--- Teks dokumen ---

Kaleidoskop 2017: perempuan di perantauan (bagian 1)

by - Januari 17, 2018

    2018 menjadi tahun ketiga saya hidup jauh di dataran provinsi DIY dan sekitarnya, although only 169 kilometers away dan dengan jarak tempuh 3 sampai 4 jam. Bagi saya hal itu sudah jadi pencapaian baik untuk saya bisa keluar dari zona paling nyaman; rumah, keluarga, tempat tinggal saya di desa yang tenang, dan juga orang-orang baik di sekeliling saya. Setidaknya saya sedang melatih diri untuk survive dengan mencebur ke dalam lingkungan yang multikultur, pada keadaan yang tidak segalanya berporos pada kita, pada dataran bumi yang lebih luas lagi. Karena kalau saya cuma berada di dalam tempurung, takut melongok ke luar, menutup diri dari kesempatan-kesempatan baik, saya jelas akan rugi banyak hal. Saya cuma akan diam dan berputar-putar dengan isi kepala, tanpa membebaskannya, tanpa menumpahkannya, tanpa mau melihat kalau sebenarnya kehidupan ini begitu kaya dan beragam, akan banyak hal. Lagi-lagi; banyak hal.

    Saya jelas masih mengingat alasan saya memutuskan untuk merantau setelah lulus SMA: saya ingin merasakan tinggal di luar rumah, dan cara untuk merealisasikannya kemudian adalah dengan kuliah. Karena SMA saja saya tidak punya keterampilan apa-apa, jadi ya begitu lulus kegiatan yang selanjutnya saya lakukan adalah sekolah lagi lebih tinggi. Untungnya, dengan saya kuliah, saya bebas pilih jurusan apapun yang saya mau, jadi saya tidak perlu lagi repot-repot belajar matematika, fisika, kimia, biologi, dan bidang-bidang lain yang sama sekali nggak menarik perhatian saya. Mata pelajaran - mata pelajaran yang cuma formalitas saya pelajari demi bisa dapat nilai yang layak di buku rapor.

--- Kutipan data ---

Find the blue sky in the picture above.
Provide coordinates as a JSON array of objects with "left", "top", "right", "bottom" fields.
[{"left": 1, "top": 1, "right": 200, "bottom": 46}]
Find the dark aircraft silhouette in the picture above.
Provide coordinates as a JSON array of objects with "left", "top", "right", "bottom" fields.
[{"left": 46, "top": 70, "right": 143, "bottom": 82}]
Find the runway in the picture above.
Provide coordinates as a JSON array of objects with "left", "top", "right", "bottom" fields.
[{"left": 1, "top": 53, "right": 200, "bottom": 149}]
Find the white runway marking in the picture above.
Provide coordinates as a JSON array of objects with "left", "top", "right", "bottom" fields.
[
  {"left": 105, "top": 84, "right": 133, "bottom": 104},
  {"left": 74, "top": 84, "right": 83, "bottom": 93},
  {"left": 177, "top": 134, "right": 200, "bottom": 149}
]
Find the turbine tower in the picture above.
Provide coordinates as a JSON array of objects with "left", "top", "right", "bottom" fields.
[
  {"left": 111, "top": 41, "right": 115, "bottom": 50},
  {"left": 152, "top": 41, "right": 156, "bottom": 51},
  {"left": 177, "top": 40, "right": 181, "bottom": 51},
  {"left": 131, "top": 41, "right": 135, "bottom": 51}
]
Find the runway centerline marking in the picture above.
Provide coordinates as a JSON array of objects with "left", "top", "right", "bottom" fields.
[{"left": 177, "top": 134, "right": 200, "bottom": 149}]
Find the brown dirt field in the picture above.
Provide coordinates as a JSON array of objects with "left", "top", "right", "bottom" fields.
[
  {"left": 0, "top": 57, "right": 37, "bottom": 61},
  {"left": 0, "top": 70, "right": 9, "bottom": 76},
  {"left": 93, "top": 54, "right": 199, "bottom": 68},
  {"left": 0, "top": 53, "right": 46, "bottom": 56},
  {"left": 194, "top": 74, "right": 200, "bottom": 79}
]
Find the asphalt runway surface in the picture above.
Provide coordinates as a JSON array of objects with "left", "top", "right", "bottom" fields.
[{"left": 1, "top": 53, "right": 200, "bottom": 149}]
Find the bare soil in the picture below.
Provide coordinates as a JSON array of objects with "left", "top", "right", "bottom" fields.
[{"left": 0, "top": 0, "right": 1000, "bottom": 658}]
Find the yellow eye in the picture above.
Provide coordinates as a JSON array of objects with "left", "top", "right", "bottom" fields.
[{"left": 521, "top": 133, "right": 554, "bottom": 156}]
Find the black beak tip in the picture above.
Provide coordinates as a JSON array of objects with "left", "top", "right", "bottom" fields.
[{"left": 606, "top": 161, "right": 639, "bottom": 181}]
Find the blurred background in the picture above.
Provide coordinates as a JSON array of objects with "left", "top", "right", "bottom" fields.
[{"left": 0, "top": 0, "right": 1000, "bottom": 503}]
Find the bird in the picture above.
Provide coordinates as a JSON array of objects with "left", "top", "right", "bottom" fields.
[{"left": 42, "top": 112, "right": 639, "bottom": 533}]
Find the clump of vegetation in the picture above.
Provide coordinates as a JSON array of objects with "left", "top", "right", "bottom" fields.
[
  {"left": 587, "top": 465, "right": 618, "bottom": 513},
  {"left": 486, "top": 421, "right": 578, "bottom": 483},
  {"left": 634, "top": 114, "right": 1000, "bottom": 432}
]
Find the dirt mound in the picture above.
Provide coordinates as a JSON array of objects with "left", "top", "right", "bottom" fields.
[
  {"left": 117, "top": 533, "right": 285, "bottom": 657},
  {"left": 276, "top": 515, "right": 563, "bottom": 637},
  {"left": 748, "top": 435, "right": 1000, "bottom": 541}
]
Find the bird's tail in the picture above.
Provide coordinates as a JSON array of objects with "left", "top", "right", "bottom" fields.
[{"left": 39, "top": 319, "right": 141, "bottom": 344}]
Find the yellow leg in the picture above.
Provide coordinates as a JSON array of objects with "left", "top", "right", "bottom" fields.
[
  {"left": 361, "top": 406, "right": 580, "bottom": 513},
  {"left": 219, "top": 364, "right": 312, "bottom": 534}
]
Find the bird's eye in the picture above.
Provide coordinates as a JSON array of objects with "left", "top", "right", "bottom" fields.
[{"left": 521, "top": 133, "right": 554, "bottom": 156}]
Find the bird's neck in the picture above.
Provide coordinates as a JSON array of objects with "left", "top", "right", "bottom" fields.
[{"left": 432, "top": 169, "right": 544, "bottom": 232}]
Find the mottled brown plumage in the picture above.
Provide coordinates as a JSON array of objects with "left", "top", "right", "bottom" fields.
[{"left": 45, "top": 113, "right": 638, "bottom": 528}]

---

§ **Latihan**:
Teruskan tulisan tentang pengalaman merantau itu, mulai tepat setelah kalimat terakhirnya.

§ **Jawaban Anda**:
    Pilihan jurusan kemudian jatuh kepada Antropologi Budaya (setelah semedi 1001 malam). Saya lalu membongkar banyak website dan platform di internet untuk mencari tahu di mana saya bisa kuliah Antropologi Budaya. Hasilnya adalah beberapa universitas keren; ada UI, UGM, Unpad, Udayana, UB, Unair, terus entah deh di mana lagi. Pilihan saya kemudian jatuh pada UGM yang berada di Jogja. Kalau tanya alasan, saya akan jawab dengan mantap; di Jogja kegiatan kesenian dan budayanya rame banget, nggak seperti di Purwokerto. Sudah itu saja cukup, silakan diinterpretasi sendiri-sendiri hahaha.

    Awalnya memang keinginan saya untuk kuliah di luar kota ditentang habis-habisan oleh keluarga, terutama Bapak. Saya pernah menulis di postingan sebelumnya kalau Bapak itu orangnya sangat konservatif, apalagi untuk urusan-urusan yang menyangkut dengan anak perempuannya. Tidak aman lah, bahaya lah, dan segala justifikasi dijadikan alasan Bapak. Tapi karena saya juga tidak mau mengalah dan merasa punya hak atas keputusan yang akan saya jalani (meskipun support dana masih ditanggung 100% oleh keluarga), lama-lama Bapak meleleh juga karena sepertinya beliau betulan sadar kalau step hidup setelah lulus SMA ini sepenuhnya ada di tangan saya. Voila, juga berkat doa Ibu yang manjur, saya kemudian kuliah antro di Jogja, ngekos dan hidup jauh dari lingkungan tempat tinggal saya di Purwokerto.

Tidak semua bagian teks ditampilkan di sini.